WHAT YOU HAVE TO DO: Copy each of the following records word for word, changing nothing.

[BEGIN RECORD SET]

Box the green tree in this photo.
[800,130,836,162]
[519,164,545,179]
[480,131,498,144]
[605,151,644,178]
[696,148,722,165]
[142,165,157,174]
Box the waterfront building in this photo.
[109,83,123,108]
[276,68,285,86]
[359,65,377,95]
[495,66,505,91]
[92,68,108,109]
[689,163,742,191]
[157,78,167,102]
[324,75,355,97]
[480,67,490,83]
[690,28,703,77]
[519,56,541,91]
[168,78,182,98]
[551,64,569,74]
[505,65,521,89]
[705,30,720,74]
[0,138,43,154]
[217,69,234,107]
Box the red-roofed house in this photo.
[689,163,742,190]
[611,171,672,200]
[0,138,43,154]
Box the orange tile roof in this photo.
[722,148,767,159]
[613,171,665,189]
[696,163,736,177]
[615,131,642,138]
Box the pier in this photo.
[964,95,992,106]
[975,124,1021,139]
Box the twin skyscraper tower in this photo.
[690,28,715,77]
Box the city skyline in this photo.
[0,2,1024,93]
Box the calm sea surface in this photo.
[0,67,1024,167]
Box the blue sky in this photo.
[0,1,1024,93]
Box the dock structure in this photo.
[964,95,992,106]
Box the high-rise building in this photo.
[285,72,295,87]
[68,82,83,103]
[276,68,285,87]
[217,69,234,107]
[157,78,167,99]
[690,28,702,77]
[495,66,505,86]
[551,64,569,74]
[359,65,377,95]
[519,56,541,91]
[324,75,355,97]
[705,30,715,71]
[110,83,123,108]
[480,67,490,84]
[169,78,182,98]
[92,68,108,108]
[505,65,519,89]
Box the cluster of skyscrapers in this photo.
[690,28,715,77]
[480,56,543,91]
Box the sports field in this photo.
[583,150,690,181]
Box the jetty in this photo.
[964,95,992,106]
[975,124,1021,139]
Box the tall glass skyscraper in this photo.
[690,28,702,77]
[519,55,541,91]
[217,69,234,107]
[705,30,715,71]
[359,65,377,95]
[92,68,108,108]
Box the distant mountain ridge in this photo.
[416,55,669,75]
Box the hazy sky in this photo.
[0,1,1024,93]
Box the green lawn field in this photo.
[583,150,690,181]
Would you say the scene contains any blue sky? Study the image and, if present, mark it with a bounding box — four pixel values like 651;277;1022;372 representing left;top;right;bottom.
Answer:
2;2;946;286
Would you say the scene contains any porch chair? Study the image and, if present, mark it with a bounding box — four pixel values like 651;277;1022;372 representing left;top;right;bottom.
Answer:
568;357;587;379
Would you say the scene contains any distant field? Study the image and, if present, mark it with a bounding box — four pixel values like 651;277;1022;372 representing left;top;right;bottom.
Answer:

[END RECORD SET]

ANSWER:
Box the green tree in this photo.
[800,130,836,162]
[519,164,545,179]
[480,131,498,144]
[605,151,644,178]
[696,148,722,165]
[142,165,157,174]
Box the waterfront building in this photo.
[109,83,123,108]
[276,68,285,86]
[359,65,377,95]
[495,66,505,91]
[92,68,108,109]
[689,163,742,191]
[157,78,167,102]
[324,75,355,97]
[480,67,490,83]
[690,28,703,77]
[519,56,541,91]
[168,78,182,98]
[551,64,569,74]
[505,65,521,89]
[705,30,720,74]
[0,138,43,154]
[217,69,234,107]
Box the red-roofed house in this photo.
[689,163,742,190]
[611,171,672,200]
[0,138,43,154]
Box the orange tile roof in this photo.
[722,148,767,159]
[613,171,665,189]
[696,163,736,177]
[615,131,642,138]
Box the pier in this photo.
[964,95,992,106]
[975,124,1021,139]
Box the twin skyscraper tower in this photo.
[690,28,715,77]
Box the city skyline in this photo.
[0,2,1024,93]
Box the calm sea surface in this photo.
[0,67,1024,167]
Box the blue sky in this photo.
[0,1,1024,93]
Box the dock structure in this photo.
[964,95,992,106]
Box the high-rise building in this photo.
[285,72,295,87]
[68,82,83,103]
[276,68,285,87]
[217,69,234,107]
[157,78,167,99]
[690,28,702,77]
[495,66,505,86]
[551,64,569,74]
[359,65,377,95]
[519,56,541,91]
[324,75,355,97]
[705,30,715,71]
[110,83,123,108]
[480,67,490,84]
[169,78,182,98]
[92,68,108,108]
[505,65,519,89]
Box the cluster of skyscrapers in this photo.
[690,28,715,77]
[480,56,543,91]
Box the sports field in this photo.
[583,150,690,181]
Box the jetty in this photo.
[964,95,992,106]
[975,124,1021,139]
Box the tall glass skyscraper in this photo.
[690,28,702,77]
[519,55,541,91]
[217,69,234,107]
[705,30,715,71]
[359,65,377,95]
[92,68,108,108]
Box the distant mountain ridge in this photo.
[416,55,669,75]
Box the hazy sky in this photo.
[0,1,1024,93]
Box the green lawn field in this photo.
[583,150,690,181]
Would you say the scene contains any blue sky? Study the image and, if present, mark it with a bounding box — four pixel values like 651;277;1022;372 representing left;top;right;bottom.
Answer:
2;2;946;286
Would you say the scene contains any porch chair? Study the image and, if present, mark it with a bounding box — four pixel values like 651;277;1022;372 representing left;top;right;bottom.
Answer:
568;357;587;379
Would you say the scene contains any distant field? Study the image and, if present, mark it with a bounding box — four pixel values like 651;277;1022;372 representing left;top;right;bottom.
Answer:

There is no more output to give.